- SET PROBLEM 1
Using the bill validator description, decide whether each statement (a), (b), (c) agrees with it. Answer yes or no for each, quoting the deciding words.
(a) The cash box is attached at the rear end by an adaptor frame.
(b) The bill transport system is made up of four sets of spaced pairs of belt assemblies.
(c) A bill fed into the inlet opening is tested for validity by an optical scanner.
- SET PROBLEM 2
In the bill validator description, rewrite the passage from "Referring now to" up to and including "herein by reference.", changing "bill validator" to "currency validator".

FIG. 11 is a perspective view of the upper bill transport mounting parts incorporating the modified lens chassis.
FIG. 12 is a cross sectional view taken on line 12--12 of FIG. 10,
FIG. 13 is a cross sectional view taken on line 13--13 of FIG. 10, and
FIG. 14 is a cross sectional view taken on line 14--14 of FIG. 12.
Referring now to the drawings and first to FIGS. 1 and 2, it will be understood that there is shown, in somewhat simplified form, a bill validator 11 having a cash box 10 attached at the rear end by means of an adaptor frame 14 and having a bill receiving inlet opening 16 at the front end. The bill validator 11 in the embodiment shown includes a housing 12 for a bill transport system 21 comprising essentially three sets of spaced pairs of belt assemblies, namely twin drive belt assemblies 22 and associated twin vertical and horizontal idler assemblies 24 and 26 respectively The bill validator is similar to that shown in U.S. Pat. No. 5,310,173 and U.S. Pat. application Ser. No. 08/698,504 which are incorporated herein by reference.
In the embodiment shown herein, the drive belt assemblies 22 are mounted to an interior support 34 and disposed at each side of the access opening 18. The vertical idler assemblies 24 are mounted between housing sidewalls The second idler assemblies 26 are mounted to a support 28 below the drive belt assemblies 22.
Within the bill validator 11, as shown in FIG. 2, is a stacker mechanism 30 which includes a U-shaped pusher 32 mounted to the support 34. The support 34 also provides a mounting for a transport motor and a gearbox (not shown) which drive the transport system 21 and for a stacker motor and a gearbox (not shown) which cycles the stacker mechanism, the gearbox having a shaft 36 on which are mounted crank arms 38. The pusher 32 includes a vertical slot 39 receiving the outer end of the crank arm 38 so that the pusher is cycled on rotation of the crank arm 38 thereby providing the necessary stoke for the pusher 32 to stack a bill B against the spring-loaded cash box plate 88. The details of the transport system 21 and the stacker mechanism 30 are unnecessary for the understanding of the invention herein and can be found in the aforementioned U.S. Pat. No. 5,310,173 and Pat. application Ser. No. 08/698,504.
When a bill B is fed into the inlet opening 16 it is tested for validity by a bill optical scanner OS. If validated, the transport motor M1 is activated and the bill is carried by the transport system 21 into a vertical position aligned with a compressor plate 88 within the cash box adaptor 14. Upon cycling of the pusher plate 32 the bill B is pushed horizontally into the cash box 10 against the action of the cash box spring S.

Stored data
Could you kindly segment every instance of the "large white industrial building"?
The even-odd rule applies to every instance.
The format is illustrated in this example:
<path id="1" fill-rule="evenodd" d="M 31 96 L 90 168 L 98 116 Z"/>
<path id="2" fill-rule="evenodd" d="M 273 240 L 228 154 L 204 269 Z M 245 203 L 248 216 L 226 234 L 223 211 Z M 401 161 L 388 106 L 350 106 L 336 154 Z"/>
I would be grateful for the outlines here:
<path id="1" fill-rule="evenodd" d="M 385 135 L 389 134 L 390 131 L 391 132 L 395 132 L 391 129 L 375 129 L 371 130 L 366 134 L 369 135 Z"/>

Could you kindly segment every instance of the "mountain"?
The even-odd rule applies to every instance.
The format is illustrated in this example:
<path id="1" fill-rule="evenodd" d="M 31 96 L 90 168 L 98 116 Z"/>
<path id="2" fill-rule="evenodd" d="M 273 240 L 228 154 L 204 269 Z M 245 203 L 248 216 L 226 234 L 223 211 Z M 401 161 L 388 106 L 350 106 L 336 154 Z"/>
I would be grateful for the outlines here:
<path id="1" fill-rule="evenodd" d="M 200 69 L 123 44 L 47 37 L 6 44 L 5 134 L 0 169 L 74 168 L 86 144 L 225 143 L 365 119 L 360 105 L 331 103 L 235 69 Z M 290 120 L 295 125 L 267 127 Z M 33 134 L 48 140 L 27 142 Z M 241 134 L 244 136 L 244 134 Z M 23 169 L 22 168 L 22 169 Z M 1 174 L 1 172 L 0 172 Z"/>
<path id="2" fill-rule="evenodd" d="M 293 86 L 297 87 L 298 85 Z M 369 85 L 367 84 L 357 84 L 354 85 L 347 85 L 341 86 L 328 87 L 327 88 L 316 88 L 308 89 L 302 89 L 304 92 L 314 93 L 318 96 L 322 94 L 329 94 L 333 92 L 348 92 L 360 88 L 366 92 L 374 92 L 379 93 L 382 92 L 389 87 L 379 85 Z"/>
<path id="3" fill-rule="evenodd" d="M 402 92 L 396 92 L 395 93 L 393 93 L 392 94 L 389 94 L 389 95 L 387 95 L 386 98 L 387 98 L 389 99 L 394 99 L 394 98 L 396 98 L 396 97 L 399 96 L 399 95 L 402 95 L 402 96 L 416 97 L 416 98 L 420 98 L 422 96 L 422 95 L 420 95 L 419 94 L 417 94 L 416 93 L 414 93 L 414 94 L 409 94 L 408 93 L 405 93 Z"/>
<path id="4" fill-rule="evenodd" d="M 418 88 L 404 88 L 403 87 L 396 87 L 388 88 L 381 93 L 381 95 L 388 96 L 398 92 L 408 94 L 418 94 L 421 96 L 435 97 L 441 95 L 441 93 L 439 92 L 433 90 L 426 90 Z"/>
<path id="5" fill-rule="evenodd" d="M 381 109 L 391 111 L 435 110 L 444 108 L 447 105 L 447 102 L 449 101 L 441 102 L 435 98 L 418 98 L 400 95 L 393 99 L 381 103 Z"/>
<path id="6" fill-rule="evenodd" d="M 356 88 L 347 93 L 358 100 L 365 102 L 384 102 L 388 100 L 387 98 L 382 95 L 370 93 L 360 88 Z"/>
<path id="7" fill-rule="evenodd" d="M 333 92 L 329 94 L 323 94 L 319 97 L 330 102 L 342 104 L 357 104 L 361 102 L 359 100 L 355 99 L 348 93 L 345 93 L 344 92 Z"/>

- RIGHT ANSWER 1
(a) Yes: "a cash box 10 attached at the rear end by means of an adaptor frame 14"
(b) No: "comprising essentially three sets of spaced pairs of belt assemblies"
(c) Yes: "it is tested for validity by a bill optical scanner OS"

- RIGHT ANSWER 2
Referring now to the drawings and first to FIGS. 1 and 2, it will be understood that there is shown, in somewhat simplified form, a currency validator 11 having a cash box 10 attached at the rear end by means of an adaptor frame 14 and having a bill receiving inlet opening 16 at the front end. The currency validator 11 in the embodiment shown includes a housing 12 for a bill transport system 21 comprising essentially three sets of spaced pairs of belt assemblies, namely twin drive belt assemblies 22 and associated twin vertical and horizontal idler assemblies 24 and 26 respectively The currency validator is similar to that shown in U.S. Pat. No. 5,310,173 and U.S. Pat. application Ser. No. 08/698,504 which are incorporated herein by reference.